[Referring expression data]
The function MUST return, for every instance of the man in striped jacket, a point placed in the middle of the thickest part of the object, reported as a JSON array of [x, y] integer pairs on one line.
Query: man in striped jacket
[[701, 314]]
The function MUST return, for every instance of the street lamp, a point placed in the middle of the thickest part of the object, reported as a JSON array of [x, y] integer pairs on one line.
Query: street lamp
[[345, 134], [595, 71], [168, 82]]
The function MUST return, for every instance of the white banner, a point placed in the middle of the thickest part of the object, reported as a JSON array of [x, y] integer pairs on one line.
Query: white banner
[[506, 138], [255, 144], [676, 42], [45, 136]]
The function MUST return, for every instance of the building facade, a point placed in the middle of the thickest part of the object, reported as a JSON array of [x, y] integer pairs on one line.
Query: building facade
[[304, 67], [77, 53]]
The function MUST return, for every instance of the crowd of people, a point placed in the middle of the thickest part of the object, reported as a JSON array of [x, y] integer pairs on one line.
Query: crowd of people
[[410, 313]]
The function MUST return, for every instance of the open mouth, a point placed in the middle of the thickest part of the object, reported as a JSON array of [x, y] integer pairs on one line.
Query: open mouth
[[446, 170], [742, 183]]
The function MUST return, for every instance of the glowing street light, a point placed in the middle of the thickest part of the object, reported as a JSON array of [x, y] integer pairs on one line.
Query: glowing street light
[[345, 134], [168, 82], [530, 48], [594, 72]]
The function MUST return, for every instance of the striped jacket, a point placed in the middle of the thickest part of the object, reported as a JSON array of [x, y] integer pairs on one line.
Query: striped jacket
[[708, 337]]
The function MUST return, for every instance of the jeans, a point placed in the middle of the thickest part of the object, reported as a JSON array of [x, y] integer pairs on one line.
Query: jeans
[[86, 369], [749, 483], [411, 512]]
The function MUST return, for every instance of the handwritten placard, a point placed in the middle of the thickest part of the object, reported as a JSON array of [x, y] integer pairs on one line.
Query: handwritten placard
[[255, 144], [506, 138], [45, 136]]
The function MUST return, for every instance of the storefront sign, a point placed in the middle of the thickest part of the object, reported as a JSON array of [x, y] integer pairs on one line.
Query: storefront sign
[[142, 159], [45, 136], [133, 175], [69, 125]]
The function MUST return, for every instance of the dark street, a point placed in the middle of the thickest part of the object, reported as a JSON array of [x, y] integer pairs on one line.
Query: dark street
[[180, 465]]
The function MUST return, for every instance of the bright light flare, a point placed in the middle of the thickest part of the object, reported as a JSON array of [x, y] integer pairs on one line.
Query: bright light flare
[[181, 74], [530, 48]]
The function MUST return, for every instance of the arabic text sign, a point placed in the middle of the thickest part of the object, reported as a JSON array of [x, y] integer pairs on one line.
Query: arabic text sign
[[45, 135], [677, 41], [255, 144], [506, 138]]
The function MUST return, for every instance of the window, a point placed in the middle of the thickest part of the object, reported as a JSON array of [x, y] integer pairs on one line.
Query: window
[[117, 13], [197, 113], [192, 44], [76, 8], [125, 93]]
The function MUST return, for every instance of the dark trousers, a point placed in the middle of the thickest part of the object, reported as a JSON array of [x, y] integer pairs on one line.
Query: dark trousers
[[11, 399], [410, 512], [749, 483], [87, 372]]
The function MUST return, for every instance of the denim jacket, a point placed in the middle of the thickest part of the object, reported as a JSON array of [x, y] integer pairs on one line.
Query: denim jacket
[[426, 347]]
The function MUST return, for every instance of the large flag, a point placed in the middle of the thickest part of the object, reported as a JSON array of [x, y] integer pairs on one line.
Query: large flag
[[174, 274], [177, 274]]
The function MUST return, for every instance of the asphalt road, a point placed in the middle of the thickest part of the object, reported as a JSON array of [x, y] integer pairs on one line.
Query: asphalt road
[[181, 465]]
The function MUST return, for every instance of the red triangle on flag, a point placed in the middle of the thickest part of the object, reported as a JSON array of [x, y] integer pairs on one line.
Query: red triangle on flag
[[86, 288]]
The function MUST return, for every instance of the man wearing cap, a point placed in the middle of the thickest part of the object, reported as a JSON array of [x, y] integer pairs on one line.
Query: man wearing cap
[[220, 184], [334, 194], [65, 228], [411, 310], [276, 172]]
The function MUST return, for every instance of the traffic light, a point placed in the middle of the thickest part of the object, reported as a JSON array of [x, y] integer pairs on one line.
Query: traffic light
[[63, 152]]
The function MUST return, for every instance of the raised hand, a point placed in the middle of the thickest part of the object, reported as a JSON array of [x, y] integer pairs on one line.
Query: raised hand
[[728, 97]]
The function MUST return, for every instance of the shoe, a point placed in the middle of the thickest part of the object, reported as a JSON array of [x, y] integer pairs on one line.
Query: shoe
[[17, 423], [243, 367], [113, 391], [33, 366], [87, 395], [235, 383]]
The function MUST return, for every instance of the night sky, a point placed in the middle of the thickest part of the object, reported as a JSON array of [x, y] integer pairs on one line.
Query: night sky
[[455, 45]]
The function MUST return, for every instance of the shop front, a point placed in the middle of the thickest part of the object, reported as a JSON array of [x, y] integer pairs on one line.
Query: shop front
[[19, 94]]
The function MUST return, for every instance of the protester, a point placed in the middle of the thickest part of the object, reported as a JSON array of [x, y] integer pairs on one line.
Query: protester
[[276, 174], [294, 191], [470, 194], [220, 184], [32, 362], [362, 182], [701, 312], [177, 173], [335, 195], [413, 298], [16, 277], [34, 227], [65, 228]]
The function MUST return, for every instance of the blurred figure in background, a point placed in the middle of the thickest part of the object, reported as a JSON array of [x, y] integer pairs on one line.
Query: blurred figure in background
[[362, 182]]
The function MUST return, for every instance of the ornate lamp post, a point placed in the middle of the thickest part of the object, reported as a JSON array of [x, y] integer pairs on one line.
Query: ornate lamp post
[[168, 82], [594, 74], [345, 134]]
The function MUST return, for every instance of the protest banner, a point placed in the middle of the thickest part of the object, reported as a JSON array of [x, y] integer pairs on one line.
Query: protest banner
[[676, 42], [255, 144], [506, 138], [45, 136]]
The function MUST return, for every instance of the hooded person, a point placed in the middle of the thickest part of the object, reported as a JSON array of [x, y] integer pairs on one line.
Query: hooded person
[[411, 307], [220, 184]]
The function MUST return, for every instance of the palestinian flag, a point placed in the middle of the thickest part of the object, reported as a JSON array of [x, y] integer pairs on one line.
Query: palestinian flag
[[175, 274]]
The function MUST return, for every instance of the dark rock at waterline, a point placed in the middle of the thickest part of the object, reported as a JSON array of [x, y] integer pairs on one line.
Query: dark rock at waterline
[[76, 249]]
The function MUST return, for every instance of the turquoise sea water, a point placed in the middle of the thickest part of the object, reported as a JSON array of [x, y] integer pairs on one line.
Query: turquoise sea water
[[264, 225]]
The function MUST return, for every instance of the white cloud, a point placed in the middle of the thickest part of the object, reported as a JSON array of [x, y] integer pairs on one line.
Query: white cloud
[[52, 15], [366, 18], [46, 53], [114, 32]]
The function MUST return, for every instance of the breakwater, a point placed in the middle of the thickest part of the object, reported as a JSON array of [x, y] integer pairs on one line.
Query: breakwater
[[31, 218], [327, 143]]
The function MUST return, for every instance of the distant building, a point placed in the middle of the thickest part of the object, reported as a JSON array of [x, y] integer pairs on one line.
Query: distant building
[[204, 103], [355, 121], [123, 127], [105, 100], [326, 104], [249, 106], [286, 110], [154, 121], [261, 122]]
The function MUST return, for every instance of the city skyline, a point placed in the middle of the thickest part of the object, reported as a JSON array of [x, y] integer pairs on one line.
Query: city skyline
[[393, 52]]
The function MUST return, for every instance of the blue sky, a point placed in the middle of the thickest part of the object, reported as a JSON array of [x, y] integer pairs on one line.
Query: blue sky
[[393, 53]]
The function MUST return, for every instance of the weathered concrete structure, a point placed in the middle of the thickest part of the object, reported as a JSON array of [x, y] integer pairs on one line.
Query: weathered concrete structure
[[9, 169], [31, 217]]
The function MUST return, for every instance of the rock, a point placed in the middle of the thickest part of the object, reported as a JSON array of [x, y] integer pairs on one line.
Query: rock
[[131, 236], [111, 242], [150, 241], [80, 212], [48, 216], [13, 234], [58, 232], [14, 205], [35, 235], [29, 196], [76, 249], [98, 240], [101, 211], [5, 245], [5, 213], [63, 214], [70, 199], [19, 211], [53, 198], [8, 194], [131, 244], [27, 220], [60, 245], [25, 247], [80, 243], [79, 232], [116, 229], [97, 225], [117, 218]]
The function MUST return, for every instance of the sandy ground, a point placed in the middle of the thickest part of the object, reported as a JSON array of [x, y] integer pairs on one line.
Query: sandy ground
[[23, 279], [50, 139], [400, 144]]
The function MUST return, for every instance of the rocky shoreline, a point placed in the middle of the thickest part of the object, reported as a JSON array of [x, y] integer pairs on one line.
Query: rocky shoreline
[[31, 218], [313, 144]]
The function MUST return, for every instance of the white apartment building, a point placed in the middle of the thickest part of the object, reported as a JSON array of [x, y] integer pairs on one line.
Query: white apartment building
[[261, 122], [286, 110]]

**Problem to solve**
Please write out, exactly as they appear above, only the lines in the stretch from the line with "The function MUST return, for every instance of the blurred" through the line with "protest banner, a".

**Finished exercise**
The function MUST return, for every instance of the blurred figure in background, a point placed in the middle of the thickest part of the object, reported as a JSON array of [x, y] integer pairs on one line.
Query: blurred figure in background
[[362, 182]]
The function MUST return, for every instance of the ornate lamp post, a point placed in the middle of the thickest part of the object, reported as a JSON array of [x, y] integer pairs on one line.
Query: ornate lamp post
[[168, 82], [594, 74], [345, 134]]
The function MUST return, for every instance of the protest banner, a point placed in the middle of the thickest part of the object, reported as a JSON array of [x, y] integer pairs on one line.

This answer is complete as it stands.